### Work required
Select every line in the listing below that contains the string "slope", treating case as significant. Copy each such line in full.

* begin Dataset rows *

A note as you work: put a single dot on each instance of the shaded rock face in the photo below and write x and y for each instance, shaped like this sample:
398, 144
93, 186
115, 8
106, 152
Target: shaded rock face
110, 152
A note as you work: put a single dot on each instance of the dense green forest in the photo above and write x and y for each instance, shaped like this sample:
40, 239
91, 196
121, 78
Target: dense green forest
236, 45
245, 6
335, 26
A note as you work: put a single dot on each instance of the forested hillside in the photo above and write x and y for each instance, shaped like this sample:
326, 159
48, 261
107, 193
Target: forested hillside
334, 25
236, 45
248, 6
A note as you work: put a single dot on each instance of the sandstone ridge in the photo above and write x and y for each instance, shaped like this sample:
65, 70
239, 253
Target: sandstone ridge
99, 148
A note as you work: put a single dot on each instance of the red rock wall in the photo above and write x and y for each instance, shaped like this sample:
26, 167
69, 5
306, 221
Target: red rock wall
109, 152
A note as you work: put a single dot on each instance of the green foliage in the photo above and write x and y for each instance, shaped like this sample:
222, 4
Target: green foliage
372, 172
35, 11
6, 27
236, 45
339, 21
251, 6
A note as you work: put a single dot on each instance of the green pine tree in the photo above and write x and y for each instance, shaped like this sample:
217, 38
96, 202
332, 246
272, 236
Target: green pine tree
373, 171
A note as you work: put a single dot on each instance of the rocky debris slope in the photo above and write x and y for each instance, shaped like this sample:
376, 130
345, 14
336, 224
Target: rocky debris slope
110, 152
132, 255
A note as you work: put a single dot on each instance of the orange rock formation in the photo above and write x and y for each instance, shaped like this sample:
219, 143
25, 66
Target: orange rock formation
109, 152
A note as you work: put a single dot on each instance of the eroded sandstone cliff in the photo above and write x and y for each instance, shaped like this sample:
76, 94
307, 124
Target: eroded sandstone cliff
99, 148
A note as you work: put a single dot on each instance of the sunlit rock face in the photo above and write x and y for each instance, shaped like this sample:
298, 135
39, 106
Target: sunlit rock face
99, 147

* end Dataset rows *
* begin Dataset rows *

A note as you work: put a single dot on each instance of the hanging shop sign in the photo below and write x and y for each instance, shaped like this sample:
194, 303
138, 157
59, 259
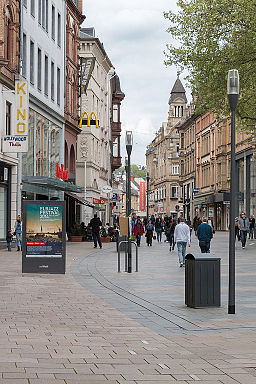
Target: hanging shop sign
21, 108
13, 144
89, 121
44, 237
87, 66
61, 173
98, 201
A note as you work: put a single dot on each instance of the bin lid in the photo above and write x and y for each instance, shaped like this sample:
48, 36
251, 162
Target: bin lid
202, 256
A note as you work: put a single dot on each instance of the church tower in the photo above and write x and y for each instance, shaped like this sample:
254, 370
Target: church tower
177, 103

* end Dataset rows *
* begin Dataset rows *

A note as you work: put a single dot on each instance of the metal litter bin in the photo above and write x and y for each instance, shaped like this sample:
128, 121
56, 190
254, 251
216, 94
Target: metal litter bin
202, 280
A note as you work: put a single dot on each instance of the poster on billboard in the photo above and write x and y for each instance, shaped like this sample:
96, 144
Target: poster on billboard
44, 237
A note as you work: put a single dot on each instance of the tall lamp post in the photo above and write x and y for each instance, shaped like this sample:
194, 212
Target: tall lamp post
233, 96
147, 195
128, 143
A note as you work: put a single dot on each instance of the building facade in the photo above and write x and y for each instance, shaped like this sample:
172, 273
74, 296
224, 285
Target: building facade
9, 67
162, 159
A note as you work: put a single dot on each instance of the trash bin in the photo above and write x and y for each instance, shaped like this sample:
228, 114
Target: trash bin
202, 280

* end Dataset rows *

### Finished exercise
A note as you work: put a single dot on each instance of the rocky debris slope in the photo above and write x and y for each instance, shaped like this sample:
Target: rocky debris slope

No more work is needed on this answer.